WHAT IS REQUIRED: Extend the account of leaving Ireland for Vancouver after the 2009 job loss, continuing on from its last sentence.

GIVEN TEXT:

* begin *

But June 2009 is when this story actually started. That’s when I lost my job as a technician in an engineering firm in Sligo, Ireland.
The collapse of the Irish economy, and in particular the construction industry, was the end of a 10-year run of unprecedented economic growth and prosperity in Ireland, referred to as ‘The Celtic Tiger.’ Working in the construction industry, I had a unique perspective when the crash came. The speed at which it happened was amazing. In no time, there was a scourge of ‘ghost estates’ – housing estates half finished, abandoned all over the country.
Consultants scrambled to be paid for design work but it was too late, the majority of the developers, big and small, were bankrupt.
Paul, my partner, is a structural engineer. He left his job to go on a nine-month trip through South America in late 2008, blissfully unaware of the pending economic crisis, and assuming he’d go back to a full-time job on his return. Instead, he found the Celtic Tiger had ceased to roar, and once again the Irish were fanning out across the world in search of work, like so many generations before us.
We began freelancing. Paul worked on a start-up company with his friend. We started saving, and looked at our options.
A good friend of mine, Heidi, is from Vancouver. She lived in Ireland in 2006, and she had always raved about her hometown…“Did you know that Vancouver was ranked number one place to live in the world?” We had a couple other Canadian friends living in the village, and they were moving back to Vancouver Island. Slowly the idea of moving to Canada took root.
On our flight, we bumped into two girls from my hometown who were moving to Vancouver too. We ended up in the same hostel, and between them and Heidi and another new friend, Daylen, we had a great little social circle going.

* end *

DATASET EXTRACT:

* begin *

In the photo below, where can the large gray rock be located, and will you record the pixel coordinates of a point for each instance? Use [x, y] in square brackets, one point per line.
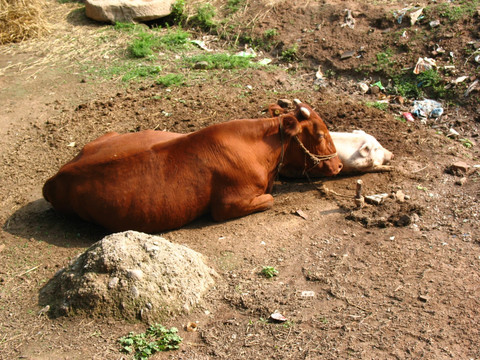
[130, 275]
[127, 10]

* end *

WRITTEN ANSWER:
Every day we trawled the internet for jobs. A new friend told us how to re-format our Irish ‘Curriculum Vitae’ to the Canadian ‘Resume,’ everything from changing the layout to fit Canadian paper (which is sized differently than Ireland’s); to removing flowery phrasing and putting in all the buzzwords. Even though English was our mother tongue, there was a language barrier. When we say “having the craic,” (pronounced crack), it means amusement; but in Canada, it’s something much more sinister…
Two months, and hundreds of resumes later, it looked like we may be returning home to Ireland for Christmas – permanently. There were jobs out there, but competition was fierce, and we had no Canadian experience.
Then one day Paul pointed to a spot high up on Google Earth’s map of Canada. He asked if I’d move to Yellowknife instead of Surrey, B.C., (he’d gotten job offers in both places) and I said yes more or less immediately. Neither of us wanted to live in the burbs. It was downtown or the sticks.
Daylen had been in Whitehorse once, and told tales of harsh climates and no fresh fruit or veg, or, no food at all at times, so we rushed out to buy provisions. We packed tins of tomatoes, pasta, coffee…all the staples, into cardboard boxes and put them on a Greyhound bus. Our friends bade us good luck in The Yukon. NWT doesn’t stick in people’s minds, I find.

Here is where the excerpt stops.